Na minha opinião, não teremos o mesmo grau de sucesso ao oferecer certos alimentos aos nossos filhos, se eles não virem os pais a comê-los com prazer. Os bebés e crianças tendem a imitar o que os adultos fazem e no que diz respeito à alimentação não é de todo diferente. Se nos virem a comer fritos, fast food ou guloseimas, não é de estranhar que mostrem mais interesse neste tipo de alimentos e que torçam o nariz às frutas, aos vegetais, às sementes e às leguminosas. “Liderar dando o exemplo” é uma das minhas máximas para incentivar a hábitos alimentares saudáveis. Só dando o exemplo conseguimos influenciar positivamente os nossos filhos.
Embora se encontrem cada vez mais produtos alimentares destinados a bebés e crianças com ingredientes naturais, interessantes do ponto de vista nutricional e pouco processados, é importante dedicar algum tempo na sua procura, não descurando a leitura das listas de ingredientes e informação nutricional.
Podemos dizer, considerando a pergunta anterior, que pode ser uma alteração do paradigma de vida de toda a família?
Conheço inúmeros casos de famílias que mudaram os seus hábitos alimentares com a chegada de um filho. O facto de querermos o melhor para os nossos filhos possibilita alargarmos o nosso conhecimento sobre diversos temas, nomeadamente na alimentação. Mesmo que não tivéssemos até então grande interesse por aquilo que comíamos, é normal que um bebé nos incentive a procurar mais informação e a questionar determinados hábitos.

Entradas guardadas:
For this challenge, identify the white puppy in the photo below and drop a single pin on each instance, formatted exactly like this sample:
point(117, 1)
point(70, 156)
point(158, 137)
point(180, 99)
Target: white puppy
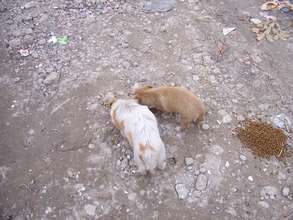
point(139, 125)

EXERCÍCIO 1 -
No texto sobre a alimentação das crianças, que frase aparece como uma das máximas para incentivar hábitos alimentares saudáveis?
EXERCÍCIO 2 -
Prolongue o texto sobre a alimentação das crianças a partir do ponto em que acaba.
Os registos não fazem falta para nada aqui.

RESPOSTA 1 -
“Liderar dando o exemplo”.

RESPOSTA 2 -
O filhote da Filipa está neste momento com dois anos. Ou seja, já revela as suas escolhas e encontra-se mais permeável à influência de outras crianças. Como reage ele?
Neste momento o Lourenço ainda não dá sinais de compreender as diferenças entre aquilo que comemos e aquilo que outras famílias comem. No entanto, não pede para comer um prato que contenha carne ou peixe, se o vir à frente, o que acontece em almoços/jantares com a família e mais recentemente na creche. Sei que não deve faltar muito tempo para que nos comece a questionar a esse respeito e acredito que na altura terei a resposta certa para lhe dar. Quanto à questão da influência, acredito que nestas idades eles ainda são mais “influenciáveis” pelos pais do que por outras crianças.
Aplicando-se, como está a ser a interação escolar no que respeita à alimentação?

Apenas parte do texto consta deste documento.